[Items from a dataset]
>>
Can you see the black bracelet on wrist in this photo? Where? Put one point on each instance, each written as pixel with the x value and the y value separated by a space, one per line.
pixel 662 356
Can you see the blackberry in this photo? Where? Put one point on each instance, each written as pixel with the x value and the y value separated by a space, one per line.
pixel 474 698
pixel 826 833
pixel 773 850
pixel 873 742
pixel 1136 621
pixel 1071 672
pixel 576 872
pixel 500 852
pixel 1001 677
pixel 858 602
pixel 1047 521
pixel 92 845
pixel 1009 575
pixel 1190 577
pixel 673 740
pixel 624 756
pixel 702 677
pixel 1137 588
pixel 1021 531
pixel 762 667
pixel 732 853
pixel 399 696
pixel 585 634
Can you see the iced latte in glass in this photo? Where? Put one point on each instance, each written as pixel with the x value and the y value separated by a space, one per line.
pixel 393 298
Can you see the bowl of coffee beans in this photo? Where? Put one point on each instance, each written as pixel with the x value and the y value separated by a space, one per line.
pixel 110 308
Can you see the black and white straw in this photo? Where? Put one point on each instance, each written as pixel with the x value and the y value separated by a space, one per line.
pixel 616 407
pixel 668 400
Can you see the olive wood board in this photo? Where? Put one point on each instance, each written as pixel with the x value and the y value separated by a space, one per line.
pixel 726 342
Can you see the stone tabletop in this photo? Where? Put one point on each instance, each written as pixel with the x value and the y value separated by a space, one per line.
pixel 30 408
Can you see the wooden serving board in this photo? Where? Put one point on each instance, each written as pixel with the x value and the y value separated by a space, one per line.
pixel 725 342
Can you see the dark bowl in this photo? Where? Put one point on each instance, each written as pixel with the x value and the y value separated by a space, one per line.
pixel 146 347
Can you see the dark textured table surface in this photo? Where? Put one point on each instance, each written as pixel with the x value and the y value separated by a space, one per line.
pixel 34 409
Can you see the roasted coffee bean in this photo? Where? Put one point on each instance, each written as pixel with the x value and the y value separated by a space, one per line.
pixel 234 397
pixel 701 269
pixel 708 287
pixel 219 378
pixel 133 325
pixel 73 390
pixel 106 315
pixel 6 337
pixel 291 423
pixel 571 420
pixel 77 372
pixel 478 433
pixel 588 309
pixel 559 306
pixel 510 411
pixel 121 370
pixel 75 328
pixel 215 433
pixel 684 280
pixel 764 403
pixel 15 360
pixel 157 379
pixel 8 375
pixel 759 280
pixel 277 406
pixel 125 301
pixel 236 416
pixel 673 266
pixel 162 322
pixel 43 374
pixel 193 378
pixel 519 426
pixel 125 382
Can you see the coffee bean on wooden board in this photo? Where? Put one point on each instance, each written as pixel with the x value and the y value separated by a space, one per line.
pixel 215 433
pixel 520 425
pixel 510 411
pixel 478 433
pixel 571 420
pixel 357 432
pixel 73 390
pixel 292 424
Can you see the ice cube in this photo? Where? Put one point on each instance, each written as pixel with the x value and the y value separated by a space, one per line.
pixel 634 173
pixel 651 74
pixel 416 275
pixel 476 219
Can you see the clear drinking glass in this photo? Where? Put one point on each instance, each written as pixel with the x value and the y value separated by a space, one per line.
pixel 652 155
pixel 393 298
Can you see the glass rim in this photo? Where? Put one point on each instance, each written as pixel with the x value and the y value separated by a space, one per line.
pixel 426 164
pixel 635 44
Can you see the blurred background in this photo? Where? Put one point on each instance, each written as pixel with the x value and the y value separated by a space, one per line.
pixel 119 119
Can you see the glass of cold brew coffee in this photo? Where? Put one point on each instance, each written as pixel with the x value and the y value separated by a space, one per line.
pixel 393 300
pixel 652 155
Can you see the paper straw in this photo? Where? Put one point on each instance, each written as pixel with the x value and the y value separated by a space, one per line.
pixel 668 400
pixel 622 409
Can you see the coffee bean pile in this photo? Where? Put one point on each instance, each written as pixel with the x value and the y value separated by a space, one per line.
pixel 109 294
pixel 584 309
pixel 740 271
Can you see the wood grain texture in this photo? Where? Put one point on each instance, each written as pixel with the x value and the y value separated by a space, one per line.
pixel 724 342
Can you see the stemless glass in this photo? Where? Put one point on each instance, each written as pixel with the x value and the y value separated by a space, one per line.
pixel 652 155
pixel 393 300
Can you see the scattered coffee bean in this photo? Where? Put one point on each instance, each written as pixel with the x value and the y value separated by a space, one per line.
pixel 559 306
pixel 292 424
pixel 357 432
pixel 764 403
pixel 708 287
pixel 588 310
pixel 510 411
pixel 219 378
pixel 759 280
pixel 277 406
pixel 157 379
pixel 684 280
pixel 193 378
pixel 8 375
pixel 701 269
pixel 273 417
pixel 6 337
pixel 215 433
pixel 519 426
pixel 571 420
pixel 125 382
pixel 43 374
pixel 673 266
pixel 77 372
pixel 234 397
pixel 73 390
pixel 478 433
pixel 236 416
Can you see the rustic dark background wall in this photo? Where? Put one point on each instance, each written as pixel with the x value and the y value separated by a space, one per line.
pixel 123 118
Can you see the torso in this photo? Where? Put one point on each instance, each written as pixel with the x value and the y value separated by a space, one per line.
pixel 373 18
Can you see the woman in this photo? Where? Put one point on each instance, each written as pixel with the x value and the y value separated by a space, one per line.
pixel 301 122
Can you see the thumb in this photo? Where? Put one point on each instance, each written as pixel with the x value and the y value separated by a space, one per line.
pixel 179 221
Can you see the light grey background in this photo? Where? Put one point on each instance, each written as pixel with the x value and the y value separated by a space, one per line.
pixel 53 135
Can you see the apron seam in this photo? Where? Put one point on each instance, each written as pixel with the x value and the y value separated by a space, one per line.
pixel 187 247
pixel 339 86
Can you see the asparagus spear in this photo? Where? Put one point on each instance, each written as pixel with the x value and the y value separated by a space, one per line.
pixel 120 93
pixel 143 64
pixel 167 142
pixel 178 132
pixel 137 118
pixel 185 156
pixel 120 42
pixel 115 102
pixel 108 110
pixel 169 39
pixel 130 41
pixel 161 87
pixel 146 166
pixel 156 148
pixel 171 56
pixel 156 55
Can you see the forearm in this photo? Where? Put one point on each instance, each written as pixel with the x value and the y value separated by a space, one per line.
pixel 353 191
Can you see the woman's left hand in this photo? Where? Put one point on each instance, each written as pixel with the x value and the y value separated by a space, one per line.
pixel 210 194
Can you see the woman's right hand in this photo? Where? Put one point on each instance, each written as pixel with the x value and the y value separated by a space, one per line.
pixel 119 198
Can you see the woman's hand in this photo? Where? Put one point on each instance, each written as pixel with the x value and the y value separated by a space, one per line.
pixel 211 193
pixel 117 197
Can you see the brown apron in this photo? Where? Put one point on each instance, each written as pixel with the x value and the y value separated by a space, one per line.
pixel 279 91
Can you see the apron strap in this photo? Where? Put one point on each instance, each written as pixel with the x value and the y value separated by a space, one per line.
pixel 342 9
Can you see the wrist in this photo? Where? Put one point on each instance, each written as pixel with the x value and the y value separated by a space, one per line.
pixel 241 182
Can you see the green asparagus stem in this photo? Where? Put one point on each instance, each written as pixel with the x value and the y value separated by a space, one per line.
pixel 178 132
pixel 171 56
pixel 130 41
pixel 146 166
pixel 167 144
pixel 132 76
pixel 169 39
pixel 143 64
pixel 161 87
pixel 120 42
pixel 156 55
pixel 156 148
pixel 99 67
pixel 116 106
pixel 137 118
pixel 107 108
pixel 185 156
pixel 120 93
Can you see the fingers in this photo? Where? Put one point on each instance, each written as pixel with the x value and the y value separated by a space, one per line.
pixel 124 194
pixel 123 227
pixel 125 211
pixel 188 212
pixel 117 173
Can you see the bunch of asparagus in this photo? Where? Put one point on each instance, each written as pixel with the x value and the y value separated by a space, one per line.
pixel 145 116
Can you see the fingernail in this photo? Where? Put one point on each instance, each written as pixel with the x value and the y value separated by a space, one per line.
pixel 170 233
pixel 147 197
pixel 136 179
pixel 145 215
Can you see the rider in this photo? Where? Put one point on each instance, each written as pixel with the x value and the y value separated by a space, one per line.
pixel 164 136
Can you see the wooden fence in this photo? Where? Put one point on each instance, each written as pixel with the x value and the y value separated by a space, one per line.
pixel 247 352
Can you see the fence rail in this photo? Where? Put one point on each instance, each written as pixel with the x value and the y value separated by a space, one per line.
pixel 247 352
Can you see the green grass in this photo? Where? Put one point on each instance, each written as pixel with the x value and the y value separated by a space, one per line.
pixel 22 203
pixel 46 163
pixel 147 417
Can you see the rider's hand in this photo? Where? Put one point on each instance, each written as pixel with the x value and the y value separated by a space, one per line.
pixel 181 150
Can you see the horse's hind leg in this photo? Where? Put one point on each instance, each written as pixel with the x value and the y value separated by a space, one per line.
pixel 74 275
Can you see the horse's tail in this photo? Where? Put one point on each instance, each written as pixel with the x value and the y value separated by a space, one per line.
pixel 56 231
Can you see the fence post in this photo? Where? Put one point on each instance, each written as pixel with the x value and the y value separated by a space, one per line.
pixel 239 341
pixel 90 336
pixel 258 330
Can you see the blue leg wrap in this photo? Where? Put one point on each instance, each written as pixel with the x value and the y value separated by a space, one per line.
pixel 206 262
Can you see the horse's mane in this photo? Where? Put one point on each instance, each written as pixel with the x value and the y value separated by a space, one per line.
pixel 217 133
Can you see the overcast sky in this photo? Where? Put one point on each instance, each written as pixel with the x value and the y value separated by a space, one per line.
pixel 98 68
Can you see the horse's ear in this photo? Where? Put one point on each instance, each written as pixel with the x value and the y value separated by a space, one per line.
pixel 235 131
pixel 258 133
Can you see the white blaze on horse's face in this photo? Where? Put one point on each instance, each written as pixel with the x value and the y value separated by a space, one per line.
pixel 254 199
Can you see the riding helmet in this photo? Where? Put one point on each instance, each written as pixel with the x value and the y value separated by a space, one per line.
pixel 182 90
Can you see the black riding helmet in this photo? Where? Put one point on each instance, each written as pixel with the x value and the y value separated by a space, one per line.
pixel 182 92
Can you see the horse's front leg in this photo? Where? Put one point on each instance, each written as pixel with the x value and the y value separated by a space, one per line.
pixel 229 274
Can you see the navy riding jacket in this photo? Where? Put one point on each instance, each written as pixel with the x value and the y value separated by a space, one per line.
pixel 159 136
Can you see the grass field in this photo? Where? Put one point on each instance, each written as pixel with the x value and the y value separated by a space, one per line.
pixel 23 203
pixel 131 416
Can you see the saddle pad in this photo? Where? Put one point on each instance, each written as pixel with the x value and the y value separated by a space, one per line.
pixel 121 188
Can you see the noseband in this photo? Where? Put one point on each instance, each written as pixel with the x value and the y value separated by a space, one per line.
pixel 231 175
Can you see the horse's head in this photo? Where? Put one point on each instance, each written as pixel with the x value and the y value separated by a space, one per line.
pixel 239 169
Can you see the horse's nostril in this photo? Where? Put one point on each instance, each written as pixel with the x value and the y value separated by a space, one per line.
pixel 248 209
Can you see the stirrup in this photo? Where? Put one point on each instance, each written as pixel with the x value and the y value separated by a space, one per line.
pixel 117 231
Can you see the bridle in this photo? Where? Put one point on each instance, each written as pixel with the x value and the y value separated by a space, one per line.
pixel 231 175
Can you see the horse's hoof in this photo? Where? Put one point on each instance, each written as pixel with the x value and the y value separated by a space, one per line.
<<
(EXERCISE PROMPT): Copy exactly the lines above, from the one containing "Can you see the saddle" through the very last line.

(ANSWER SPACE):
Can you see the saddle pad in this photo? Where? Put one point on each instance, each written as pixel with the x value and the y value separated by a space, one per line.
pixel 121 188
Can you see the noseband in this photo? Where? Put one point on each instance, each written as pixel with the x value and the y value separated by a space, one per line.
pixel 231 175
Can you see the horse's head in this photo? Where? Put one point on each instance, each written as pixel with the x value and the y value separated by a space, one per line.
pixel 239 169
Can you see the horse's nostril in this photo? Where? Put one point on each instance, each written as pixel with the x value and the y value separated by a space, one per line.
pixel 248 209
Can you see the stirrup in this photo? Where? Put one point on each instance, each written as pixel with the x value and the y value separated by a space, one per line.
pixel 117 231
Can you see the bridle in this photo? Where? Put one point on each instance, each written as pixel with the x value and the y value separated by a space, one per line.
pixel 231 175
Can you see the horse's hoof in this photo? Where? Put one point on each instance, each written as pixel with the x value and the y value separated by a space, one per line.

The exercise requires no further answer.